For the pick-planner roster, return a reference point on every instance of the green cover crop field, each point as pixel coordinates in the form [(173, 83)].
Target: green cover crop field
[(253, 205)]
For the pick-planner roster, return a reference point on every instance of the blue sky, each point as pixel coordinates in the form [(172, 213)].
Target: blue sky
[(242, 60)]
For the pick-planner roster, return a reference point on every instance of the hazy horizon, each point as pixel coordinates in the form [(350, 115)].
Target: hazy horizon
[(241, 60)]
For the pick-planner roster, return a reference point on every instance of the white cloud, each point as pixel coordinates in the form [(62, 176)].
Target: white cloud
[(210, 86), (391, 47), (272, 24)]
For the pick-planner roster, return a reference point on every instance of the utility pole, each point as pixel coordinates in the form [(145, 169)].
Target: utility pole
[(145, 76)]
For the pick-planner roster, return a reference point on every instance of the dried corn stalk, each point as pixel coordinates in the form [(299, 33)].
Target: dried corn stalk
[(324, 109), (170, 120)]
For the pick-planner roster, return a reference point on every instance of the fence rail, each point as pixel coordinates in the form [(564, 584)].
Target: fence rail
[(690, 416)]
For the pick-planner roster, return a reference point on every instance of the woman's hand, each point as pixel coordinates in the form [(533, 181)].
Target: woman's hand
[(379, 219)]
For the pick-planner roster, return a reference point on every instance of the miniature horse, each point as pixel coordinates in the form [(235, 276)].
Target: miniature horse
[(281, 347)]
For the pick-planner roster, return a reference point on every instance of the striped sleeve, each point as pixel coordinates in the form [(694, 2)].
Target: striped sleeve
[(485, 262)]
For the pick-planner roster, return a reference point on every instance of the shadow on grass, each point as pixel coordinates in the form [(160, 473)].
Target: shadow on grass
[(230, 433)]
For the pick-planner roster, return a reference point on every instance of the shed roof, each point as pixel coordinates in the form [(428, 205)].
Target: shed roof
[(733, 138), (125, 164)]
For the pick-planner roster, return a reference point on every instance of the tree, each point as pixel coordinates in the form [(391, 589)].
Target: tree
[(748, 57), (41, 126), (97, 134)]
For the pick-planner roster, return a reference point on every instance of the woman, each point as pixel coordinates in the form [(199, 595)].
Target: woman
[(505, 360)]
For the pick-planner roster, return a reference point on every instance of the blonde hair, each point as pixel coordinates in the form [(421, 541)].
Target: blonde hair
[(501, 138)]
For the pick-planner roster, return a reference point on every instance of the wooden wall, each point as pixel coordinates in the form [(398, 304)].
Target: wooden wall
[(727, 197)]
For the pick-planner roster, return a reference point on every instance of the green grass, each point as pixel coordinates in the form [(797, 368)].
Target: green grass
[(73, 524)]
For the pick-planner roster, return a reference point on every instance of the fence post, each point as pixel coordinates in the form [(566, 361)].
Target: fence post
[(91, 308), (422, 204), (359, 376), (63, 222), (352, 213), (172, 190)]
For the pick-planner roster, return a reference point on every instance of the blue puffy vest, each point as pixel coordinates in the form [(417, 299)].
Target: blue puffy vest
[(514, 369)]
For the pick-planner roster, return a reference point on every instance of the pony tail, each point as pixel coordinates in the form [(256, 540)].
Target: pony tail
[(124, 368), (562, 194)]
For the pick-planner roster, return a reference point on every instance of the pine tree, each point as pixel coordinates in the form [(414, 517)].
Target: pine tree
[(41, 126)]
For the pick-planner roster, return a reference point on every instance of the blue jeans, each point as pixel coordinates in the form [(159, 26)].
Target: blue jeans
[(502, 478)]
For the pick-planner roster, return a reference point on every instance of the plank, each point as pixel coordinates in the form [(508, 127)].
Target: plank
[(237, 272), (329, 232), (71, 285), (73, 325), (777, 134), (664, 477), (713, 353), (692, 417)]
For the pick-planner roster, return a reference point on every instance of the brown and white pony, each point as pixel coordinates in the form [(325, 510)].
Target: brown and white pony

**DIRECTIONS FOR THIS TASK**
Update the items above by replacing every "pick-planner roster" with "crop-survey roster", leaving all other wording and every point unchanged.

**EXERCISE RESULT**
For the crop-survey roster, return a reference point on every instance of the green cover crop field, each point as pixel coordinates in the form [(173, 83)].
Target: green cover crop field
[(253, 205)]
For the crop-survey roster, return a reference point on every instance of the blue sky, each point as pixel coordinates in the form [(172, 213)].
Target: blue sky
[(242, 60)]
For the crop-survey roster, return a reference point on every instance of the hazy horizon, each point as pixel coordinates in the form [(350, 115)].
Target: hazy horizon
[(241, 60)]
For the crop-survey roster, return a reference point on every instance of the white cloud, each point as pixel coordinates in the form [(62, 176)].
Target: white cloud
[(210, 86), (391, 47), (272, 24)]
For the crop-survey roster, return a reference point on every instance of the utility pole, each point as pixel coordinates in the form [(145, 169)].
Target: utility pole
[(145, 76)]
For the crop-survey roster, return a reference point on every instance of the dried corn stalk, each point as pixel coordinates in the form [(299, 33)].
Target: dried corn stalk
[(324, 109), (170, 120)]
For the crop-survey roster, return a reference point on every instance of the fence rail, each point as pixel coordinates in the form [(564, 584)].
Target: fence rail
[(690, 416)]
For the crop-survey roster, return a reference point on every instance of the woman's hand, each point as pixel coordinates in the form [(533, 181)].
Target: woman's hand
[(379, 219)]
For the crop-survey roster, return a reference point on every instance of the miniature horse, each point as pixel coordinates in the form [(235, 276)].
Target: miniature horse
[(281, 347)]
For the crop-survey roster, return a reference point on every instance of the striped sleeve, each point as pixel coordinates in the form [(694, 2)].
Target: striped sleeve
[(485, 262)]
For the crop-survey roster, return a reference point on every instance of the shadow on grass, each point as pixel coordinates in the form [(160, 473)].
Target: shadow on grass
[(230, 433)]
For the crop-survey roster, return a reference point on every instance of the shed roof, each point as pixel coordinates in the form [(428, 205)].
Target: shed roof
[(733, 138), (125, 164)]
For the crop-survey roster, return a reference point on every instance of the tree, each point as pixel coordinates in the form [(391, 589)].
Target: tree
[(748, 57), (41, 126), (97, 134)]
For the crop-survey roster, return a reference point on every instance of the woman, each point as pixel coordinates in the form [(199, 595)].
Target: woman
[(505, 360)]
For the crop-survey roster, return a reference point on every instance of the blonde hair, each point as pixel coordinates in the form [(421, 541)].
Target: blonde hair
[(501, 138)]
For the crop-survey roster, return a reference point on every instance of the wooden wall, each point as pixel coordinates in the form [(398, 304)].
Target: wooden wall
[(727, 197)]
For the crop-survey roster, return a reference point on every instance of the green grass, each point as pixel coordinates in the form [(797, 368)].
Target: green grass
[(73, 524)]
For the crop-survey roster, return a reference point on every instance of the fence post, each point as pixel coordinates in the form [(566, 361)].
Target: fence post
[(91, 308), (422, 204), (359, 376), (63, 222), (352, 213), (172, 190)]
For the crop-survey roster, return a reference point on every instance of the blue puffy vest, each point as pixel coordinates in the form [(417, 299)].
Target: blue puffy vest
[(514, 369)]
For the crop-survey roster, return a reference point on every instance of the pony tail, each point as pixel coordinates in the form [(256, 540)].
Target: pony tail
[(124, 368), (562, 194)]
For the crop-survey roster, return a reference point on every instance of the pine tree, each point as pixel coordinates in the form [(414, 517)].
Target: pine tree
[(41, 126)]
For the crop-survey roster, return a reference point on every instance of the blue jeans, each point as pixel coordinates in the form [(159, 26)].
Target: blue jeans
[(502, 478)]
For the crop-survey roster, return a reference point on every instance of the plank, each point as pixel coordinates in the form [(508, 127)].
Target: plank
[(237, 272), (329, 232), (71, 285), (73, 325), (777, 134), (664, 477), (713, 353), (692, 417)]
For the crop-survey roster, return a reference point on every instance of the brown and white pony, each point as pixel coordinates in the form [(325, 510)].
Target: brown and white pony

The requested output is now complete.